*TASKS TO COMPLETE*:
1. In the article on IAG's quarterly results below, how many jobs does the restructuring plan aim to cut?
2. Please continue the article on IAG's quarterly results from its final sentence onward.

IAG, Europe’s third-biggest airline group by market value, made an operating loss of 278 million euros ($364 million) in the year’s first three months, traditionally weak for airlines.
The Spanish carrier contributed 202 million euros of that – up from 169 million euros a year earlier – as it suffered from competition from low-cost rivals and high-speed trains, labour disputes and a recession that has left a quarter of Spaniards out of work.
Rival European carriers Lufthansa and Air France-KLM are also slashing jobs and shelving growth plans as they grapple with high fuel prices, a weak economy and fierce competition from low-cost carriers and Middle East airlines.
IAG took a 311 million euro charge in the quarter for restructuring that plans to cut 3,100 jobs to return Iberia – Europe’s biggest carrier to Latin America – to profit by 2015.
That was on top of 545 million euros last year and while Chief Executive Willie Walsh said there was “more work to be done”, he said he did not expect further significant charges this year.
Liberum analyst Peter Hyde called IAG’s results a mixed bag.
“To achieve our forecast 2013 operating profit of 505 million euros IAG needs Iberia to restructure quickly and British Airways to leverage its market position,” he said.
BA itself broke even during the quarter, helped by strength in business and first-class traffic, excluding costs relating to the integration UK carrier BMI which it bough last year.
But IAG also suffered from the weakness of sterling against the euro and the dollar, pushing its losses up from 249 million euros a year ago and above the average 230 million loss forecast by analysts in a Reuters poll.

*DATA PROVIDED*:
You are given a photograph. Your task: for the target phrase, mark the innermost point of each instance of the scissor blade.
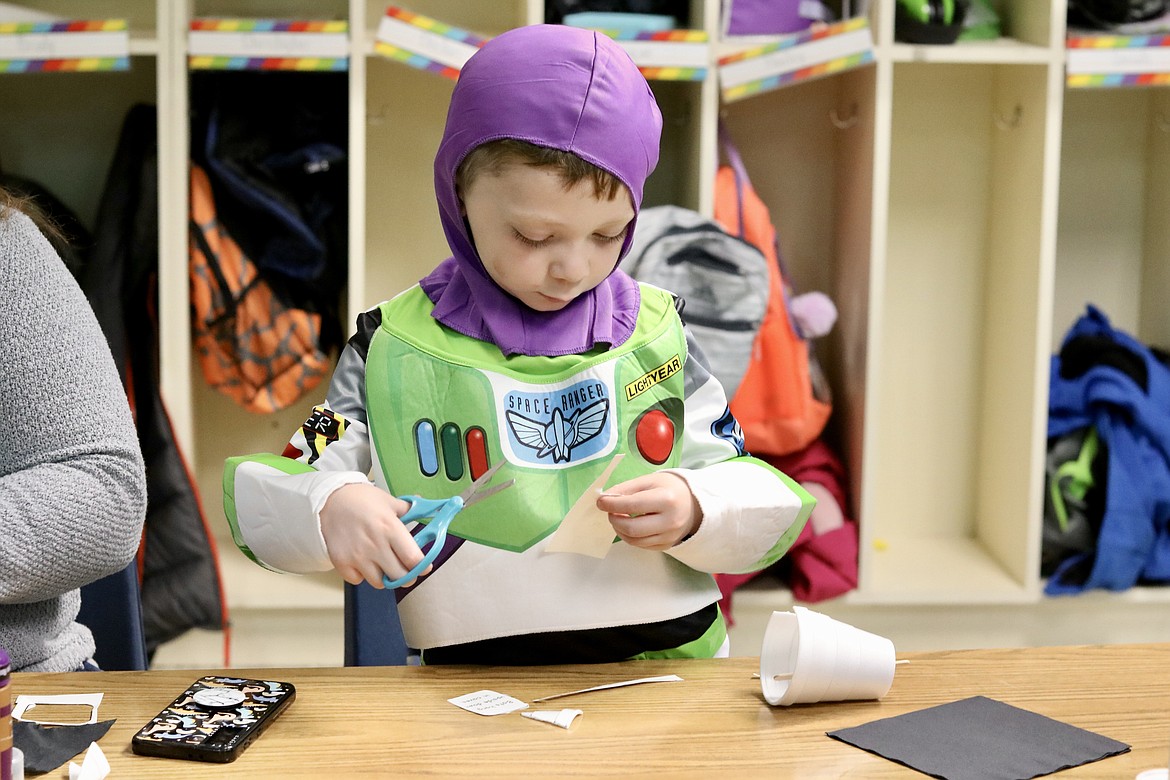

*ANSWERS TO THE EXERCISES*:
1. 3,100 jobs.

2.
Shares in IAG, which have risen 20 percent in the last month, were down 3.5 percent at 270.5 pence by 1005 GMT, valuing the business at just over 5 billion pounds.
Prior to its merger with Iberia in 2011 BA faced similar problems to the Spanish carrier and responded by cutting staff, lowering salaries and offering more competitive ticket prices.
IAG said it could not provide guidance for 2013 operating profit because it was waiting for shareholder approval for its fleet replacement orders, which could impact future profits.
The airline group last month unveiled orders for 18 Airbus A350 long-haul jets and firmed up orders for 18 of Boeing’s 787 Dreamliners, on top of a previous orders for 24 of the lightweight jets.
Walsh said IAG would receive its first two Dreamliners by the end of June after deliveries were delayed by two months due to Boeing’s much-publicised battery problems.
Earlier this year Walsh said IAG would report an operating result close to the 485 million euros profit it delivered in 2011, subject to the success of its Iberia restructuring plan.
Walsh said reports linking Qatari investment groups with the purchase of Spanish lender Bankia’s 12 percent stake in IAG were wide of the mark.